- **Page text**
──────────────────────────────
Reading this book is like slowing your car to gawk at a wreck, only to realize you’re in the wreck; it is equal parts disaster porn and collective autobiography. Wallace-Wells’s erudite breakdown of what climate change is doing to us right now, and what it is certain to do to our children, is savage in its dismissal of optimism and brilliant in its urgency. I’ve rarely read anything as politically galvanizing: This is writing to raise your heart rate. Recommended By Rhianna W., Powells.com
Synopses & Reviews
#1 NEW YORK TIMES BESTSELLER - "The Uninhabitable Earth hits you like a comet, with an overflow of insanely lyrical prose about our pending Armageddon." Andrew Solomon, author of The Noonday Demon
It is worse, much worse, than you think. If your anxiety about global warming is dominated by fears of sea-level rise, you are barely scratching the surface of what terrors are possible. In California, wildfires now rage year-round, destroying thousands of homes. Across the US, "500-year" storms pummel communities month after month, and floods displace tens of millions annually.
This is only a preview of the changes to come. And they are coming fast. Without a revolution in how billions of humans conduct their lives, parts of the Earth could become close to uninhabitable, and other parts horrifically inhospitable, as soon as the end of this century.
──────────────────────────────
- **Extracted data**
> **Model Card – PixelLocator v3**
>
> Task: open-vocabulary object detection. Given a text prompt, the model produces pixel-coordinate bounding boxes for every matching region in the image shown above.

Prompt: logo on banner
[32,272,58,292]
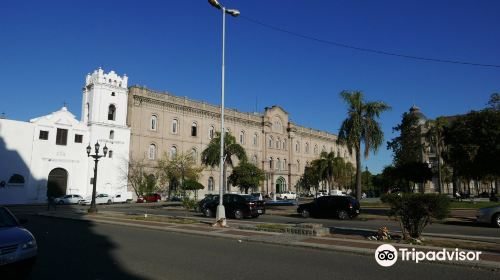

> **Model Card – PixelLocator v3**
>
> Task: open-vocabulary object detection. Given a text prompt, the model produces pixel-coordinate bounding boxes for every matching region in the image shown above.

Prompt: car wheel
[203,208,212,218]
[300,209,311,218]
[493,213,500,227]
[234,209,243,220]
[337,210,349,220]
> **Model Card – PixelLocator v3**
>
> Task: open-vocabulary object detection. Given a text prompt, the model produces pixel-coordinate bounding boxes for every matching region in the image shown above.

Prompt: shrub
[381,193,450,239]
[182,197,197,210]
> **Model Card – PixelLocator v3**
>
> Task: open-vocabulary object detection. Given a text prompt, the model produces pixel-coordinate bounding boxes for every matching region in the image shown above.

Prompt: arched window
[108,104,116,121]
[150,115,158,131]
[208,125,215,140]
[208,177,214,191]
[252,155,257,165]
[172,119,179,134]
[191,122,198,137]
[170,146,177,159]
[148,144,156,160]
[240,130,245,145]
[191,148,198,163]
[8,174,24,185]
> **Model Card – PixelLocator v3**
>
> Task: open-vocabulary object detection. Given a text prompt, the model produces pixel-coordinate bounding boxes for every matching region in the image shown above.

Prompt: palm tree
[201,132,247,191]
[338,90,390,200]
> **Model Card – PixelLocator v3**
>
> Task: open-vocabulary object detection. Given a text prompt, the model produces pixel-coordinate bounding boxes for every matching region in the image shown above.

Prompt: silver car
[0,207,38,268]
[476,205,500,227]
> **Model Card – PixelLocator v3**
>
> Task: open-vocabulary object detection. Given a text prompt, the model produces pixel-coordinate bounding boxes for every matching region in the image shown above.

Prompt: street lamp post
[208,0,240,226]
[87,142,108,213]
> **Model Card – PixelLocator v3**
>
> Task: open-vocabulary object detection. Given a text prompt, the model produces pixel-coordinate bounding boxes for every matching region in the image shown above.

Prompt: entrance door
[276,177,287,193]
[47,168,68,197]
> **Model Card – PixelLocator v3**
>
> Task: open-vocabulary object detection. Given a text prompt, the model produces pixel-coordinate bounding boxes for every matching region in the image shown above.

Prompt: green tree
[156,153,203,198]
[228,161,265,193]
[201,132,247,191]
[338,91,390,200]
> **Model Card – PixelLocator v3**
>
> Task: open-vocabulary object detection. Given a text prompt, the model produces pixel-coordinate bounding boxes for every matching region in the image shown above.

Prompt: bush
[182,197,198,210]
[381,193,450,239]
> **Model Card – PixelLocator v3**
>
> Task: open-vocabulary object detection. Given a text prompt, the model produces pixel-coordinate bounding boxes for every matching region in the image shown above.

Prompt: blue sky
[0,0,500,173]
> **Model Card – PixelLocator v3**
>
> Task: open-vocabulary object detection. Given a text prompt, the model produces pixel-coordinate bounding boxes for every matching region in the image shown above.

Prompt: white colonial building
[0,69,130,204]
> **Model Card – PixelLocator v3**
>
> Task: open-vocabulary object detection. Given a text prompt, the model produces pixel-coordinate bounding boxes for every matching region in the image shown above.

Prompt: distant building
[127,86,355,195]
[0,69,130,204]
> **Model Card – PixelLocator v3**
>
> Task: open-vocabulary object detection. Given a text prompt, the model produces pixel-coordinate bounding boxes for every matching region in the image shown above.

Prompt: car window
[0,208,18,227]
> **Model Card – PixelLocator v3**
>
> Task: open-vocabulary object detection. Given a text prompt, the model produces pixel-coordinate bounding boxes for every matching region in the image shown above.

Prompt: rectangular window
[75,134,83,143]
[56,128,68,146]
[38,130,49,140]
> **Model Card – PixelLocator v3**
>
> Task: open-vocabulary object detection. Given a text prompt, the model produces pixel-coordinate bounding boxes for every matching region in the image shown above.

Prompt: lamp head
[208,0,222,9]
[226,9,240,17]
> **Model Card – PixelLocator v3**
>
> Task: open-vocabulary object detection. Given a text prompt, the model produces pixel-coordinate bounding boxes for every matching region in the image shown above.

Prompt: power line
[241,15,500,68]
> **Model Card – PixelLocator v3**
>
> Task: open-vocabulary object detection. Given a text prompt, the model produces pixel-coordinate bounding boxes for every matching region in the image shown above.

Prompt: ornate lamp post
[208,0,240,226]
[87,142,108,213]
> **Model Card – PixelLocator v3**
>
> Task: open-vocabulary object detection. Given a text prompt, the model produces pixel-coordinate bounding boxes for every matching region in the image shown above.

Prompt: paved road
[9,212,500,280]
[62,204,500,243]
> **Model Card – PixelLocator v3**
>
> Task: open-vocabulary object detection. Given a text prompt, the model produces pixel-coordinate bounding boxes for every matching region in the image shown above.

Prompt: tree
[338,91,390,200]
[156,153,203,198]
[228,161,265,193]
[381,193,450,239]
[123,158,147,197]
[201,132,247,194]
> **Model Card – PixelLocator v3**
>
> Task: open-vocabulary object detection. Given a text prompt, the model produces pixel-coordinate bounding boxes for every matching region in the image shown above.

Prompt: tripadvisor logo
[375,244,482,267]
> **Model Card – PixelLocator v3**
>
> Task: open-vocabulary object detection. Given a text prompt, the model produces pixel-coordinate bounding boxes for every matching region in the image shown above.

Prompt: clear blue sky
[0,0,500,173]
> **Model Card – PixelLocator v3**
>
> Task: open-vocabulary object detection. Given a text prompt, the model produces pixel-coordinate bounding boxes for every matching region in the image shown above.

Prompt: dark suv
[297,195,359,220]
[202,194,266,219]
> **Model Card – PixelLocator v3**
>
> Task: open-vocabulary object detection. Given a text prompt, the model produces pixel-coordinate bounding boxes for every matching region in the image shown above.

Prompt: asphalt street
[66,203,500,243]
[7,212,500,280]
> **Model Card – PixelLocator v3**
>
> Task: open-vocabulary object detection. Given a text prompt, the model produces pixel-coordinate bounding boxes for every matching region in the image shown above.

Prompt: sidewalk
[38,210,500,271]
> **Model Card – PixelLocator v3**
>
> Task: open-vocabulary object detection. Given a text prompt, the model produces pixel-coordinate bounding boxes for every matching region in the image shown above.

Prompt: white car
[113,192,132,203]
[81,193,113,205]
[54,194,83,204]
[276,191,297,199]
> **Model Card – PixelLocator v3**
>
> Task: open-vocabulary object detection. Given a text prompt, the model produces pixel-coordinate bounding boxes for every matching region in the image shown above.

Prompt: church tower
[81,68,130,196]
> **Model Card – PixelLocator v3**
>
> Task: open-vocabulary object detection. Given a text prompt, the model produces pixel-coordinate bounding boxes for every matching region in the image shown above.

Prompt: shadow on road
[10,206,146,280]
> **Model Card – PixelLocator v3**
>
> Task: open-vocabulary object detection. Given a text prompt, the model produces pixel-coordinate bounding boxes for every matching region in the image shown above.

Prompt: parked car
[0,207,38,270]
[476,205,500,228]
[80,193,113,205]
[202,194,266,219]
[195,194,219,213]
[113,192,132,203]
[250,193,264,200]
[276,191,297,199]
[297,195,360,220]
[137,193,161,203]
[54,194,83,204]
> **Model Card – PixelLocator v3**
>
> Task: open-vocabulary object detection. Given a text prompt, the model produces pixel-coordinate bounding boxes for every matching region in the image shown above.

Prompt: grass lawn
[360,201,500,209]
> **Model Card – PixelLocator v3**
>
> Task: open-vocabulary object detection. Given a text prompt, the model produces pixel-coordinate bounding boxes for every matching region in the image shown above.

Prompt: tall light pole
[87,142,108,213]
[208,0,240,226]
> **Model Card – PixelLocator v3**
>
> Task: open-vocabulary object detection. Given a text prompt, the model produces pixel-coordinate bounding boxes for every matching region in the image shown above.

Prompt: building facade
[127,86,355,197]
[0,69,130,204]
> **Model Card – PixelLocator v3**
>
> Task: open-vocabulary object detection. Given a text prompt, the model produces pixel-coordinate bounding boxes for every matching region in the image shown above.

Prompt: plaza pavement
[38,208,500,271]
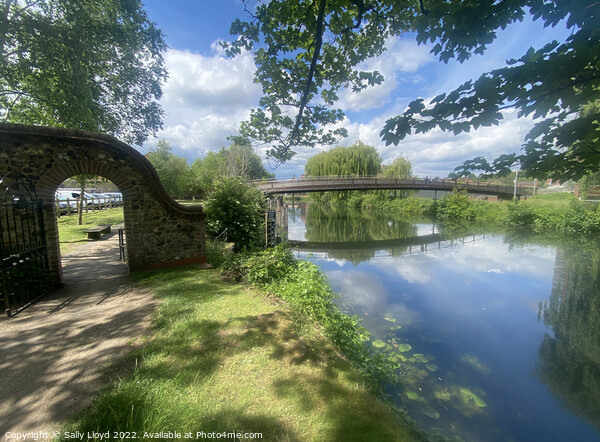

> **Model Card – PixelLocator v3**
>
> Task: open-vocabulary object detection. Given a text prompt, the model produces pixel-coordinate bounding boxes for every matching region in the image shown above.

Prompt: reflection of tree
[306,205,417,265]
[306,206,417,242]
[536,245,600,428]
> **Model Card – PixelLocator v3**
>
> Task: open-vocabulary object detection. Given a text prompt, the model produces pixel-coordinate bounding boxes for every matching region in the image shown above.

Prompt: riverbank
[308,192,600,235]
[58,268,423,441]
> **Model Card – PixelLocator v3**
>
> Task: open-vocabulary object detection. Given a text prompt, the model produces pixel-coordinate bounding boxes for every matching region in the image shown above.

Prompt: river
[288,206,600,442]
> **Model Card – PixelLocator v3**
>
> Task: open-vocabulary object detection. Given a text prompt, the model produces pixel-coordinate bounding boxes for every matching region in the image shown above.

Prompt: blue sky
[143,0,568,178]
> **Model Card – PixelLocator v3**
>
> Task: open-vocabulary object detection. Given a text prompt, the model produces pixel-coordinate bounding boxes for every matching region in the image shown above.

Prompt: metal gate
[0,172,54,316]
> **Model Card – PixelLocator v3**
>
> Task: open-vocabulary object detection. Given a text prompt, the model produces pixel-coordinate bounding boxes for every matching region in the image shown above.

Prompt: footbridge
[254,177,533,198]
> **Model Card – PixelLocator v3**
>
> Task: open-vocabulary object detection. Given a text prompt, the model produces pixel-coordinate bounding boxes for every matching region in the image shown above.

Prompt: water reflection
[290,208,600,441]
[536,247,600,429]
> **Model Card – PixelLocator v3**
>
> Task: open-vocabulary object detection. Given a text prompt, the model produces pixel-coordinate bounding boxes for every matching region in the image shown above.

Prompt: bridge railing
[254,176,532,195]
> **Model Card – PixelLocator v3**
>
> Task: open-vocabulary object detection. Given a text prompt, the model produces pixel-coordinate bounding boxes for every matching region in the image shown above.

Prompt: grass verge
[58,207,123,256]
[57,268,423,441]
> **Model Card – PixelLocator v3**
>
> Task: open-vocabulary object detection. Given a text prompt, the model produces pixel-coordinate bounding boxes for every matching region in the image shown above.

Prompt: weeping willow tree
[304,141,381,203]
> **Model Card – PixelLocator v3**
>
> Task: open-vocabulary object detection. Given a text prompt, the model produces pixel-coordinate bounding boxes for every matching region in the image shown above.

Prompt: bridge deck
[255,177,533,198]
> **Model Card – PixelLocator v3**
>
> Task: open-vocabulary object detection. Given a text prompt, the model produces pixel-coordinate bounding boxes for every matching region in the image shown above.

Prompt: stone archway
[0,123,206,280]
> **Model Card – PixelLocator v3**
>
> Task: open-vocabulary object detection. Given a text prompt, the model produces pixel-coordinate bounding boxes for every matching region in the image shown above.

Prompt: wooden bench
[85,224,111,239]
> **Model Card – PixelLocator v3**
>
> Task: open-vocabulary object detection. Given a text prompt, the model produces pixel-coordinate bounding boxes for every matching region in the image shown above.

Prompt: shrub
[204,177,266,251]
[227,245,397,386]
[507,201,536,227]
[436,189,473,222]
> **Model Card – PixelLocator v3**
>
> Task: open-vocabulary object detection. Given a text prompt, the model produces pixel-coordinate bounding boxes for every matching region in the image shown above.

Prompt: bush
[435,189,473,222]
[224,245,397,386]
[204,177,266,251]
[507,201,537,227]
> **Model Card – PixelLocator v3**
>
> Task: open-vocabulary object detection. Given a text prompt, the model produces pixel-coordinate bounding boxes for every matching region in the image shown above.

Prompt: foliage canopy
[225,0,600,178]
[0,0,167,145]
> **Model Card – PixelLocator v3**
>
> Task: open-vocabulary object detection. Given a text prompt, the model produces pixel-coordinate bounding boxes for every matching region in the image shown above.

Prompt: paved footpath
[0,233,156,440]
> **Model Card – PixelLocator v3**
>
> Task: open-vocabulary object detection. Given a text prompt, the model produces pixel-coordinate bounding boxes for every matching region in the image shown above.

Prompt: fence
[54,195,123,216]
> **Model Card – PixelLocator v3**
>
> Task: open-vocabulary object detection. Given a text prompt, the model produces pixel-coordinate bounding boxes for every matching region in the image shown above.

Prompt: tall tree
[0,0,166,145]
[73,174,97,225]
[226,0,600,178]
[304,141,381,176]
[191,140,275,196]
[381,156,412,178]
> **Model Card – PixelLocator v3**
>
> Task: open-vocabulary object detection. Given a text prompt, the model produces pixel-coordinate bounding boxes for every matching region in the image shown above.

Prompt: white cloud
[149,44,261,157]
[338,38,434,111]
──────────────────────────────
- **Problems and tasks**
a: Using the page text about the book on climate change, answer each question briefly:
(i) Which person recommended the book?
(ii) In which state do wildfires now rage year-round?
(iii) How soon could parts of the Earth become close to uninhabitable?
b: Decide whether each statement agrees with the page text about the book on climate change. Answer yes or no, and quote the words that settle it.
(i) The recommendation calls the book gentle in how it treats optimism.
(ii) Floods displace tens of millions of people each year.
(iii) Andrew Solomon is identified as the author of The Noonday Demon.
c: Resume the book description on climate change after its final sentence.

- **Responses**
a:
(i) Rhianna W., of Powells.com
(ii) California
(iii) As soon as the end of this century

b:
(i) No: "savage in its dismissal of optimism"
(ii) Yes: "floods displace tens of millions annually"
(iii) Yes: "Andrew Solomon, author of The Noonday Demon"

c:
In his travelogue of our near future, David Wallace-Wells brings into stark relief the climate troubles that await — food shortages, refugee emergencies, and other crises that will reshape the globe. But the world will be remade by warming in more profound ways as well, transforming our politics, our culture, our relationship to technology, and our sense of history. It will be all-encompassing, shaping and distorting nearly every aspect of human life as it is lived today.
Like An Inconvenient Truth and Silent Spring before it, The Uninhabitable Earth is both a meditation on the devastation we have brought upon ourselves and an impassioned call to action. For just as the world was brought to the brink of catastrophe within the span of a lifetime, the responsibility to avoid it now belongs to a single generation.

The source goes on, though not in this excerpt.